[TASK INPUT Boundary: Start]

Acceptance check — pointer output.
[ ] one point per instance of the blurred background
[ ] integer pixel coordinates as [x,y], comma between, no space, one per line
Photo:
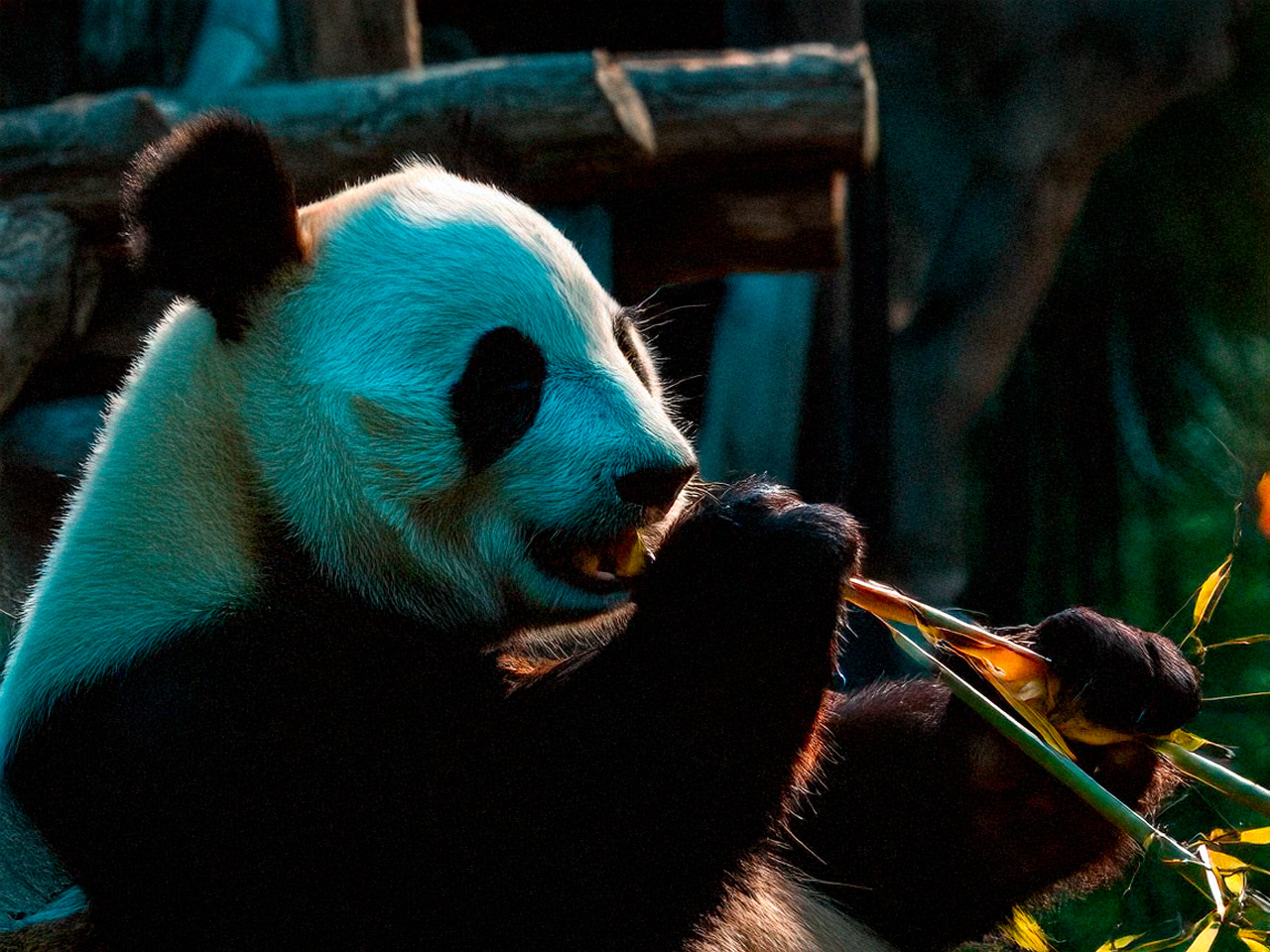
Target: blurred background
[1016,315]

[TASK INPUT Boundary: End]
[TASK INPUT Boundary: Start]

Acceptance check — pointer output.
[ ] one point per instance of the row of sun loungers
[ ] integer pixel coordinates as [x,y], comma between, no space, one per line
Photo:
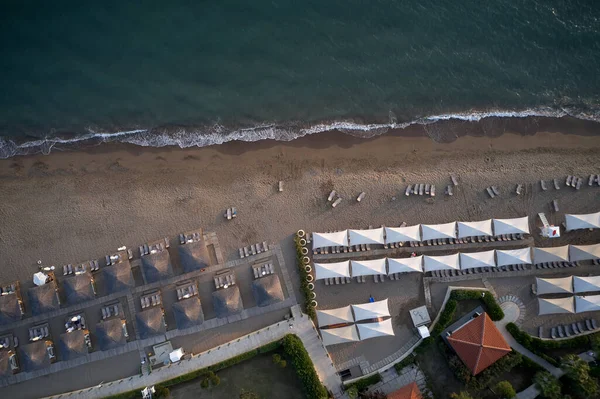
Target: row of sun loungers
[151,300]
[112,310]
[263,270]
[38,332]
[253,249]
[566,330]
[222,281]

[TASK INPUT Boundary: End]
[TASK INPUT Boundary: Start]

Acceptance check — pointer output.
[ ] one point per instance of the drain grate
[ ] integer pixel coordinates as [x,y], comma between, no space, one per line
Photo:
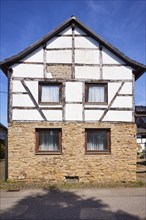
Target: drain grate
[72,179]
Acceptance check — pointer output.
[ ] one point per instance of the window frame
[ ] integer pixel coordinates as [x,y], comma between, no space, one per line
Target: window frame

[TASK INPUT Boundary: End]

## PROBLEM TO WORK ON
The lines above starting at the one that contains "Target: drain grate" and ending at the one that contains "Target: window frame" must be transcribed exactly, and no other lines may appear.

## YOUR RESPONSE
Target: drain grate
[72,179]
Acceptance check — pointer output.
[ ] one point per instance of the window frame
[ ] integer pixel coordinates as [x,y], comma between, no space, one per line
Target: window frame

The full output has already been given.